=== WRITTEN PROBLEM ===
Gather every line in the entries below that contains the word "leaves". Only matches with the same capitalization count.

Entries excerpted from a collection
* * * * * * * * *

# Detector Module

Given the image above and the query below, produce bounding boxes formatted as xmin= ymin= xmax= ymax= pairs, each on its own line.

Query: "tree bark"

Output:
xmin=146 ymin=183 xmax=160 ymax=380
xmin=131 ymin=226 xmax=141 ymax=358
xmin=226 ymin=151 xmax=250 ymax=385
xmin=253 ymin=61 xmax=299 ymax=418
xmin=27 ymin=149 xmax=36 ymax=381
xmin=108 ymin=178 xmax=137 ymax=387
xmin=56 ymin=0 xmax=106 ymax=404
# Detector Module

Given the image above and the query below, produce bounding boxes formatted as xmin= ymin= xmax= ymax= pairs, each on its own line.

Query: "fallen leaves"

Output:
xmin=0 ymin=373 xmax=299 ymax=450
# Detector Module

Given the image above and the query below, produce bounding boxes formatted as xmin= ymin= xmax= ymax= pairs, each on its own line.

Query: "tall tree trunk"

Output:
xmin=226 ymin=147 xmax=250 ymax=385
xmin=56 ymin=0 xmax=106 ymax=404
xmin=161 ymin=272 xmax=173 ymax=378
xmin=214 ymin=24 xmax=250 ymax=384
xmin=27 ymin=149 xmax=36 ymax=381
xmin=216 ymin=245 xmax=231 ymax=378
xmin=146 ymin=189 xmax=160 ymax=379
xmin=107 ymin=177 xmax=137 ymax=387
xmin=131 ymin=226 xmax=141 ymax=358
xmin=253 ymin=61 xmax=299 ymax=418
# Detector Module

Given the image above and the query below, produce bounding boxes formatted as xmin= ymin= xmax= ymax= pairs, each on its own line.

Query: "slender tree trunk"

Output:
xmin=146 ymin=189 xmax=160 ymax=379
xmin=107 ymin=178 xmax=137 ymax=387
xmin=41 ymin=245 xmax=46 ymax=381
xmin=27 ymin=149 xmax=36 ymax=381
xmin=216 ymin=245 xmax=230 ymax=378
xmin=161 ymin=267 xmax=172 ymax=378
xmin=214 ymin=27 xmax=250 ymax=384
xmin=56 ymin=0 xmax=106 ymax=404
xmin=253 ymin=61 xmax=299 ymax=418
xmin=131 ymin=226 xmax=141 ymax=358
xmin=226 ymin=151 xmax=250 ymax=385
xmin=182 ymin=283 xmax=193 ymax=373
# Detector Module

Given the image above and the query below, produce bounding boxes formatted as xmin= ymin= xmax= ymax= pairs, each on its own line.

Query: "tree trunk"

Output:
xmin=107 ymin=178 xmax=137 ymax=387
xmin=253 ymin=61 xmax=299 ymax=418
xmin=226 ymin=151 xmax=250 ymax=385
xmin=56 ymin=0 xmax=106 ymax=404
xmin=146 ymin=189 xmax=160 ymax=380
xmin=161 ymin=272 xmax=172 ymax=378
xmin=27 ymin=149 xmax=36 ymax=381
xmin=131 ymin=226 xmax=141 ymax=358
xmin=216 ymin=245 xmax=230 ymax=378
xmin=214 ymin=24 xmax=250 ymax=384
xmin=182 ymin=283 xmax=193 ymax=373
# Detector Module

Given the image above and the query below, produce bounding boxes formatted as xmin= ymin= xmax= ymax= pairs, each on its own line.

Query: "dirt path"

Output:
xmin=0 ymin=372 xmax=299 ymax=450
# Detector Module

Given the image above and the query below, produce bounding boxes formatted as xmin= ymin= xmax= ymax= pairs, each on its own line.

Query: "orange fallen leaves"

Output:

* * * * * * * * *

=== EXPECTED OUTPUT ===
Query: "fallen leaves"
Query: "orange fallen leaves"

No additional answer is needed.